Each line from the one that contains "Query: reflective stripe on vest" to the end of the material must be quoted exactly; include both end lines and nothing else.

::::

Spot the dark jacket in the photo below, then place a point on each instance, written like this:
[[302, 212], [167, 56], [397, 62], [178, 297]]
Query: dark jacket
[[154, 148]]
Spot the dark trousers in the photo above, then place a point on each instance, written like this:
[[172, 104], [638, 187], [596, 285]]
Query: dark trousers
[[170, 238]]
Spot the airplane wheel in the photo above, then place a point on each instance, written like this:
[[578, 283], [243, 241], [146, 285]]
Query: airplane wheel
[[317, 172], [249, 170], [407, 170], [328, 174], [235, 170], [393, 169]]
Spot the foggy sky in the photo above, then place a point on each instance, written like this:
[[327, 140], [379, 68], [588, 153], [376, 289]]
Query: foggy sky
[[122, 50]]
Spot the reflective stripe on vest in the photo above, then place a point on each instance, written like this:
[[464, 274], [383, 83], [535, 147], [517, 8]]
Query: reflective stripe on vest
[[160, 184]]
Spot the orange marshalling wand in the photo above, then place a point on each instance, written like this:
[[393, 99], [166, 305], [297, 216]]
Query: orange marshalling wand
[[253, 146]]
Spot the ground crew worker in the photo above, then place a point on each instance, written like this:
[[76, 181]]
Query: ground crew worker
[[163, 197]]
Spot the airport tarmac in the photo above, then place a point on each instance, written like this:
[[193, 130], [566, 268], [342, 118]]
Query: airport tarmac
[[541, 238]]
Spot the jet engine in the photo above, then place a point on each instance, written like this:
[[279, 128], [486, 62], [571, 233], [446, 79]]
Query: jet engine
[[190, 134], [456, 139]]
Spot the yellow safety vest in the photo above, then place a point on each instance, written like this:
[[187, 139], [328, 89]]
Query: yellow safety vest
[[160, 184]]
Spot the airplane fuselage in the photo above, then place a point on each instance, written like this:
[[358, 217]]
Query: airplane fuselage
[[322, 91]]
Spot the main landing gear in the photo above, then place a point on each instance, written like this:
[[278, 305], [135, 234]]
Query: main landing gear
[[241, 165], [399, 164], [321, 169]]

::::

• Answer to the problem:
Query: reflective stripe on vest
[[160, 184]]
Spot the orange marshalling wand in the photo above, then place a point on each instance, written like this:
[[393, 99], [166, 305], [297, 216]]
Query: orange marshalling wand
[[253, 146]]
Spot the ground crew worker in the photo above, then place a point on each instance, written like this:
[[76, 181]]
Query: ground crew worker
[[163, 197]]
Spot the airport tarmac in the photo above, then place a point on each instance, written like this:
[[193, 130], [566, 268], [342, 118]]
Query: airport tarmac
[[541, 238]]
Spot the jet engine in the photo above, then place a point on each instance, written like this:
[[279, 128], [486, 62], [571, 233], [446, 79]]
Query: jet engine
[[190, 134], [456, 139]]
Spot the yellow safety vest in the photo above, then place a point on each instance, written like this:
[[187, 139], [328, 89]]
Query: yellow safety vest
[[160, 184]]
Spot the airplane fuselage in the photo above, then place a point on each instance, written like this:
[[358, 217]]
Query: airplane fuselage
[[322, 91]]
Spot the main landing gear in the photo above, then place a point on each instance, written like this:
[[278, 305], [135, 234]]
Query: main landing gear
[[241, 165], [399, 164], [321, 169]]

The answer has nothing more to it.